> TEXT:
— begin —
My broad guess is that they've probably been given many "first offense" allowances over time, they've been either unpersuasive (or worse: evidence there is never any real penalty), and as a university instructor who cares about academic integrity (you've already spent the time to investigate this!), it's time to apply the putative penalty, so as to get the actual message across.

Moreover, as others have stated, the central Academic Integrity Officer is likely to maintain university-wide records, and decide or recommend increasing penalties for students who have had prior reports filed. (At my school, the available reports actually span 25 different campuses in our university system, in which transfers are common.) Having every instructor silo their own "first offense" process short-circuits that mechanism.
— end —
> DATA SECTION:
— begin —
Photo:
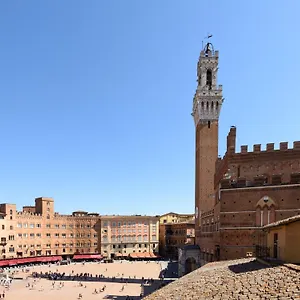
— end —
> TASKS:
1. Render this sentence from the passage on academic integrity into Spanish: "Having every instructor silo their own 'first offense' process short-circuits that mechanism."
2. From the passage on academic integrity, write out everything from "My broad guess" down to "actual message across.".
Use only the passage on academic integrity above as your source.

> OUTPUTS BY TASK:
1. Que cada instructor aísle su propio proceso de «primera falta» cortocircuita ese mecanismo.

2.
My broad guess is that they've probably been given many "first offense" allowances over time, they've been either unpersuasive (or worse: evidence there is never any real penalty), and as a university instructor who cares about academic integrity (you've already spent the time to investigate this!), it's time to apply the putative penalty, so as to get the actual message across.